» **Text to read**:
- Born: Stuart Mitchell April 1, 1950 (age 76)
- Occupations: Comedian; songwriter;
- Website: www.heywoodbanks.com

= Heywood Banks =

American comedian

Stuart Mitchell (born April 1, 1950), known professionally as Heywood Banks, is an American comedian, and writer and performer of humorous songs.

==Career==
In the 1970s and 1980s, Mitchell used to perform under his own name, doing comedy and playing guitar. His wife suggested he develop a few characters after they visited Los Angeles in 1987 and found many other comedians doing similar things as him. He ended up developing the character Heywood Banks and started performing as him in 1987.

In 1988, he won the Johnnie Walker Comedy Search national finals, which gave him a television appearance on A&E's An Evening at the Improv, aired on October 19, 1988. Later the same year, he won the Miller Lite Comedy Search regional finals held in Clinton Township, Michigan.

His songs include "Toast", "Fly's Eyes", "Wiper Blades", "Pancreas", "Big Butter Jesus" (a song about the King of Kings statue), "18 Wheels (on a Big Rig)", "The One Eye Love" & "The Cat Got Dead".

The story of his song "Toast" goes back to around 1986, when he was browsing at a Salvation Army store for props for his act. He bought an old toaster, thinking maybe he would make toast during his act. Later, his wife said she was looking forward to having toast the next morning, and he started improvising a song about toast while playing a bongo.

» **Extracted records**:

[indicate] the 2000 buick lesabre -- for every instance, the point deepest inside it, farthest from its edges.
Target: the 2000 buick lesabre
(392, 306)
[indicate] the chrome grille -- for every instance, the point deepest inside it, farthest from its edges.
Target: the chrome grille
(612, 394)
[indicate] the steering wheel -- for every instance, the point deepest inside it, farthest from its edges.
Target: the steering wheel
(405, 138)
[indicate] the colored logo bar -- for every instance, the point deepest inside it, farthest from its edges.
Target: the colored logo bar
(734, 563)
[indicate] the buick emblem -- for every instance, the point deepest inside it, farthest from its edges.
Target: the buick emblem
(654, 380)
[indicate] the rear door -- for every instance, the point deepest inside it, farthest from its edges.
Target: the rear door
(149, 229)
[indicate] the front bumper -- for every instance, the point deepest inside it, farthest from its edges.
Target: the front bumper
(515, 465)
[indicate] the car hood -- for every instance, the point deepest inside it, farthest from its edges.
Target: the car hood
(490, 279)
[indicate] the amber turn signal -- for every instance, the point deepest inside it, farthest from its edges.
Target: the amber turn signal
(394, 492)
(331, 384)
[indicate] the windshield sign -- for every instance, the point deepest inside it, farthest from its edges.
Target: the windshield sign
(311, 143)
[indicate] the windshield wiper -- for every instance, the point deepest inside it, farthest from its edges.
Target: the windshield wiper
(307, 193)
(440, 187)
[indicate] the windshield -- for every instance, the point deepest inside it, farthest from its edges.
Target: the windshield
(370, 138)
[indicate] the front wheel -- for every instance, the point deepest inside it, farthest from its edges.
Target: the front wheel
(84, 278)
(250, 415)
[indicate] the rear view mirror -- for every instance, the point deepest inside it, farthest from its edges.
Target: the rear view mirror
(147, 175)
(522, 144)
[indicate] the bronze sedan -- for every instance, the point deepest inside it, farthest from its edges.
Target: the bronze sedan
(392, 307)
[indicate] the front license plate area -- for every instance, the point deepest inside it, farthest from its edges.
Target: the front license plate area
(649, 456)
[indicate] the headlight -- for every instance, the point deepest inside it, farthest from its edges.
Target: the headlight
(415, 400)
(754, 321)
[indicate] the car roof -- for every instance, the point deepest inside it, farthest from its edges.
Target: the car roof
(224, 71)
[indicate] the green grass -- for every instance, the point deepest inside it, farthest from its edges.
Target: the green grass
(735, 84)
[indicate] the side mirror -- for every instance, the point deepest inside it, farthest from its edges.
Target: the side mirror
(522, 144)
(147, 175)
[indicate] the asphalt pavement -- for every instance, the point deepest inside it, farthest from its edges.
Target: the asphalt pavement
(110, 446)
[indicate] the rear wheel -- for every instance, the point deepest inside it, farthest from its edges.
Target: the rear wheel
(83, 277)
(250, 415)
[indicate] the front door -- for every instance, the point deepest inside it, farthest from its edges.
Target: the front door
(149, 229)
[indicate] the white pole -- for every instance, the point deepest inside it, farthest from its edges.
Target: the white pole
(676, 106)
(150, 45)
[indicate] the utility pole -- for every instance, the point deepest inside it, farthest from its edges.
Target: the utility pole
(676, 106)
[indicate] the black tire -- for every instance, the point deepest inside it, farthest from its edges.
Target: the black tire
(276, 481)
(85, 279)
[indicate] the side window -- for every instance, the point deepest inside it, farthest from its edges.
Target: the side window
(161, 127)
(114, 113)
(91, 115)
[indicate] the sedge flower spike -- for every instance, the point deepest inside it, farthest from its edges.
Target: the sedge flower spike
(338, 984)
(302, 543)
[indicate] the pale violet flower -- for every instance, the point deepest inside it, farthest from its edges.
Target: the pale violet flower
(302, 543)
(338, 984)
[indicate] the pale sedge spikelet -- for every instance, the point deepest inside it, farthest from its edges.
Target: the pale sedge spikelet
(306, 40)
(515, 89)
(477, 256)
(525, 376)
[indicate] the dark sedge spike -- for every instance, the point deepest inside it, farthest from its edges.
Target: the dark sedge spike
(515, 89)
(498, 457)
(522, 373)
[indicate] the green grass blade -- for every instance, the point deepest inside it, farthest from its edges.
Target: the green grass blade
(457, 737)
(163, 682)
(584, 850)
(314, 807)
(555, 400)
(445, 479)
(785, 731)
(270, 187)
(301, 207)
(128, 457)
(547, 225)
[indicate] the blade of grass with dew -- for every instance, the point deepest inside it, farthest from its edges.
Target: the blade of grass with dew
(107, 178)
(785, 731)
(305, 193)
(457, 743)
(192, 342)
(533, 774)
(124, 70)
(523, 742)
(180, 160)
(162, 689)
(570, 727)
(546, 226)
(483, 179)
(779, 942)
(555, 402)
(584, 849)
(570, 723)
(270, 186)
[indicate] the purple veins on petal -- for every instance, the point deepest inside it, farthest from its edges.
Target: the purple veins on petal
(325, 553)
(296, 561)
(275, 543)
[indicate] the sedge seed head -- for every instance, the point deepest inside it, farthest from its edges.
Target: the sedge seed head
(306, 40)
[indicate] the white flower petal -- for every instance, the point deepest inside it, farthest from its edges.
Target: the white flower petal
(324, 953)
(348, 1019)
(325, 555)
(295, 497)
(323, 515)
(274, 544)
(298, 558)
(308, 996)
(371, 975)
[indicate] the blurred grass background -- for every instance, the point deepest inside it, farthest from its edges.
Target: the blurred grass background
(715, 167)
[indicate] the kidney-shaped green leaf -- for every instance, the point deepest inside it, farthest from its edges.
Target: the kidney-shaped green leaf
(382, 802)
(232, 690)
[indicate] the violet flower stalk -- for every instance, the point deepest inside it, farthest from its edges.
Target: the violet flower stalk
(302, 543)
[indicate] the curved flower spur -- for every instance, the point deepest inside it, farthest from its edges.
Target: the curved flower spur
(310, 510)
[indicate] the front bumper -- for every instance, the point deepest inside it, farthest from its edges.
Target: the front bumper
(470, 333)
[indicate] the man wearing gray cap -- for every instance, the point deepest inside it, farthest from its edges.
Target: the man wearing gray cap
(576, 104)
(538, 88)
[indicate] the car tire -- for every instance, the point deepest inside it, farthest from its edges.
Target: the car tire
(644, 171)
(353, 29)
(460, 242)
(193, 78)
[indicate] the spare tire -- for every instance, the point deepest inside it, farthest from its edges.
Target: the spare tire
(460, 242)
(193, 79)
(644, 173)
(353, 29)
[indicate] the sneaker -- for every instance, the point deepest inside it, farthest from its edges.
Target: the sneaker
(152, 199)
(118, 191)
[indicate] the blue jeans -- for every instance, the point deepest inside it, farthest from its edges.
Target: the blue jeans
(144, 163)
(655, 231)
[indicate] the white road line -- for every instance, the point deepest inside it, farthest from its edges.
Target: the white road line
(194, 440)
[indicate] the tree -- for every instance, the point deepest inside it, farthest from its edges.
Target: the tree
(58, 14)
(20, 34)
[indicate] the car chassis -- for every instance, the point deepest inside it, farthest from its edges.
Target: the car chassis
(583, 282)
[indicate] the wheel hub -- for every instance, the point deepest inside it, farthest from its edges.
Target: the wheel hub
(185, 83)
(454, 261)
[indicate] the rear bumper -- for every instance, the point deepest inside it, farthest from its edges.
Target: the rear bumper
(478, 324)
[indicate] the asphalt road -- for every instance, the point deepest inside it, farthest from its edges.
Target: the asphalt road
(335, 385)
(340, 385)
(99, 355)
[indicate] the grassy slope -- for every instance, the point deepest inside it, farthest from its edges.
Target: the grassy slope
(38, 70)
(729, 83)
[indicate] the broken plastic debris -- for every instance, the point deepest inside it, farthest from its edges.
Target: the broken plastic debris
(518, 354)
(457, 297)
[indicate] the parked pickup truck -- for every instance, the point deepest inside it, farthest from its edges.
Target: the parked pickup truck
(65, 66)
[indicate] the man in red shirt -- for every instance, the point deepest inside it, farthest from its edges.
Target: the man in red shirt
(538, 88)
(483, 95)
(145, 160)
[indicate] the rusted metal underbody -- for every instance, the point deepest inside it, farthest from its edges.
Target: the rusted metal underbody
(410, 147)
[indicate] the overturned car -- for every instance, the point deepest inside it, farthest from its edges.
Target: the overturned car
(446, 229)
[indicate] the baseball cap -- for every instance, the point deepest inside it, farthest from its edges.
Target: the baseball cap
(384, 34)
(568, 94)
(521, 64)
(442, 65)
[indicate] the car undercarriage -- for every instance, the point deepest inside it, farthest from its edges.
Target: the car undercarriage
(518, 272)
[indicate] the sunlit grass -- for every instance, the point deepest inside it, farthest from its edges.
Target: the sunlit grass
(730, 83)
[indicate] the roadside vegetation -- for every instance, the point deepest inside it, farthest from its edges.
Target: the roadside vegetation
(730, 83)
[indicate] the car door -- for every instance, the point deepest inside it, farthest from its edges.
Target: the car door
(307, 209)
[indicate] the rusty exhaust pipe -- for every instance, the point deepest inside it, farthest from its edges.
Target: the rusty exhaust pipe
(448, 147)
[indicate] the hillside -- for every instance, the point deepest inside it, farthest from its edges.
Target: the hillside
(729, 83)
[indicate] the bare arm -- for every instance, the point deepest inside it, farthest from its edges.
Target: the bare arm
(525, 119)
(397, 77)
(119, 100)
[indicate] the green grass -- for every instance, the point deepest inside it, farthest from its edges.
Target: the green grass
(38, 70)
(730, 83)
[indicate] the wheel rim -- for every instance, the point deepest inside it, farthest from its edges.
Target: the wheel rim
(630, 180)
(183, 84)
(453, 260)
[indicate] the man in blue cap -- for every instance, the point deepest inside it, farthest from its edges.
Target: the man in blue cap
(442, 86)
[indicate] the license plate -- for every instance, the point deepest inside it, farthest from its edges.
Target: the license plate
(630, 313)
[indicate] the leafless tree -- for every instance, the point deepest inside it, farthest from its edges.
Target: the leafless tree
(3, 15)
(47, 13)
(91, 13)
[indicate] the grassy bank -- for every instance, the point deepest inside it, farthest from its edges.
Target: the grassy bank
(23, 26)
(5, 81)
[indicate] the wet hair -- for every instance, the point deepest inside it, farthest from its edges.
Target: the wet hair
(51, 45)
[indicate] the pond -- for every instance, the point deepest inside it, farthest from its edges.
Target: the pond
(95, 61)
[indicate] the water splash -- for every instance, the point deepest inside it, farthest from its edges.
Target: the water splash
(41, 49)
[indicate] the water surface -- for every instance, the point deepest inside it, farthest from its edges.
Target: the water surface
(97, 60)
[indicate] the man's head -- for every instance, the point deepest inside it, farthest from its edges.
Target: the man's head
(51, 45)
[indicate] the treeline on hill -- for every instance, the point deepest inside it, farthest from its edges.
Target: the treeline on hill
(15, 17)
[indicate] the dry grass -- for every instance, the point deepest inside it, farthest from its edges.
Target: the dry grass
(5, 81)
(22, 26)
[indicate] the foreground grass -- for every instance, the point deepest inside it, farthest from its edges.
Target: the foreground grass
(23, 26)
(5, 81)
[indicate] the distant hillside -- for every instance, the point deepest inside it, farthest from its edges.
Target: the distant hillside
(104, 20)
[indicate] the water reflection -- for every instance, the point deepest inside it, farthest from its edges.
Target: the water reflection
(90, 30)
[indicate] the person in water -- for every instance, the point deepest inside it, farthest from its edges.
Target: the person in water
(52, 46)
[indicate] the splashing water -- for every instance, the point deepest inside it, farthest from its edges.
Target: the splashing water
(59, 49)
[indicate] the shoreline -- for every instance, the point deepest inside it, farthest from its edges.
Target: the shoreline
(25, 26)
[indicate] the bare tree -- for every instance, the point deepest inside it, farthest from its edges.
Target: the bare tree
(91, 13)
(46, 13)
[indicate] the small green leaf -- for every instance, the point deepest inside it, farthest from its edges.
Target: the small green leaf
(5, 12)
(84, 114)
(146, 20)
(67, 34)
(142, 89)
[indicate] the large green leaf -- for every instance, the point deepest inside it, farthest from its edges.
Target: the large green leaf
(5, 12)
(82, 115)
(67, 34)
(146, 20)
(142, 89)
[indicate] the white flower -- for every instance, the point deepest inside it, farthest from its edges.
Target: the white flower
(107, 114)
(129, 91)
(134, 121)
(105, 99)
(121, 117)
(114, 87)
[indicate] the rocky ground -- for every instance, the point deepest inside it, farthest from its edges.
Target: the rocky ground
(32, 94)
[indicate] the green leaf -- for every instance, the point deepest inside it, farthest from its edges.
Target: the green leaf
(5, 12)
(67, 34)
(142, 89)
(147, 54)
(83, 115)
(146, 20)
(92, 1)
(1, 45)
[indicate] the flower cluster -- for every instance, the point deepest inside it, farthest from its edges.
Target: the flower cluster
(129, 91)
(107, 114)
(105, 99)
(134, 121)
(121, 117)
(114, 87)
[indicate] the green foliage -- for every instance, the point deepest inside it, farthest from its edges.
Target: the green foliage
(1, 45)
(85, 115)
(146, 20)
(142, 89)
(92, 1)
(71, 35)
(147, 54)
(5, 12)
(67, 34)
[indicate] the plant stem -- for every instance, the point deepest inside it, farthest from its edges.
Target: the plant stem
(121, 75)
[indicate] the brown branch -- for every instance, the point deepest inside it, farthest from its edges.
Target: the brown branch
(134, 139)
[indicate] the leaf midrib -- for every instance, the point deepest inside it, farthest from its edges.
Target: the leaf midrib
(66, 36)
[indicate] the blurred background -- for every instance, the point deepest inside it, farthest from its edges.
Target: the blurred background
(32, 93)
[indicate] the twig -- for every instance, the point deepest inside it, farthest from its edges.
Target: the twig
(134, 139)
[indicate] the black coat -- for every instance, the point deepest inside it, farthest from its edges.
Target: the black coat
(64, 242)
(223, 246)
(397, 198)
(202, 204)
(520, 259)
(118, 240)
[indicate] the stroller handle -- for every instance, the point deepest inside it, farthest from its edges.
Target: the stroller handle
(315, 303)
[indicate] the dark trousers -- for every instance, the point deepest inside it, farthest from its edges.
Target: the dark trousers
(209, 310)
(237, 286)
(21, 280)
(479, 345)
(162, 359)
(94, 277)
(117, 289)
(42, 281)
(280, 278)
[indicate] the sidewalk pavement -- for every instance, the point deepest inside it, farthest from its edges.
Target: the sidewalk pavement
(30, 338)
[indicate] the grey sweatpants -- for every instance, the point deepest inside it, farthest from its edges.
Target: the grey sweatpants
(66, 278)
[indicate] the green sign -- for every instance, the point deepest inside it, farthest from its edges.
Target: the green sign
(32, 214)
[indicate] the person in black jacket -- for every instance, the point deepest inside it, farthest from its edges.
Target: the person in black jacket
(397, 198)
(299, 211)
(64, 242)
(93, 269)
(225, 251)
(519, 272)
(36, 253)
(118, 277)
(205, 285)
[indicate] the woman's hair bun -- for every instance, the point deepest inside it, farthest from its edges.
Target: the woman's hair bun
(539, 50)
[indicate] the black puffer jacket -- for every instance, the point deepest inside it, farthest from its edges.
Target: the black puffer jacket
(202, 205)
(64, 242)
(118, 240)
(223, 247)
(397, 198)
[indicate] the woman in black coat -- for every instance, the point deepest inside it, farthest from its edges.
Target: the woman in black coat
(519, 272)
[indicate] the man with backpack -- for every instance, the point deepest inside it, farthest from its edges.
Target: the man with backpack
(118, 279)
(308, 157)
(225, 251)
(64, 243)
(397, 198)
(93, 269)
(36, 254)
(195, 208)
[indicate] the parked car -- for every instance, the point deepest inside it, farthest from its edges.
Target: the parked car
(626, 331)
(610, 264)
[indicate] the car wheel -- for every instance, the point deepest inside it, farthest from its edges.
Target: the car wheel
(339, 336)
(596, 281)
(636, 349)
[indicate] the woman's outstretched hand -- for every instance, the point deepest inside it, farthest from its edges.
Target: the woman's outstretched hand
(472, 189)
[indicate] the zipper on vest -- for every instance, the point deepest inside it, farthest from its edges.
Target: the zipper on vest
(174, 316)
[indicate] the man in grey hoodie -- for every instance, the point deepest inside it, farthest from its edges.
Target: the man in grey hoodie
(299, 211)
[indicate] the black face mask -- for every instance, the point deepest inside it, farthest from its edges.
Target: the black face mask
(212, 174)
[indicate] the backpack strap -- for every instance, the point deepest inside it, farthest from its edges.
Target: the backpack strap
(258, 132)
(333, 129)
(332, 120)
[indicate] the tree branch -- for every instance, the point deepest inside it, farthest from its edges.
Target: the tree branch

» **Written request 1**: According to the Heywood Banks article, which contest's national finals did he win in 1988?
» **Written request 2**: List every line of the records that contains the word "seed".
The article and the records come from unrelated sources.

» **Output 1**: The Johnnie Walker Comedy Search national finals.

» **Output 2**:
[indicate] the sedge seed head -- for every instance, the point deepest inside it, farthest from its edges.
Target: the sedge seed head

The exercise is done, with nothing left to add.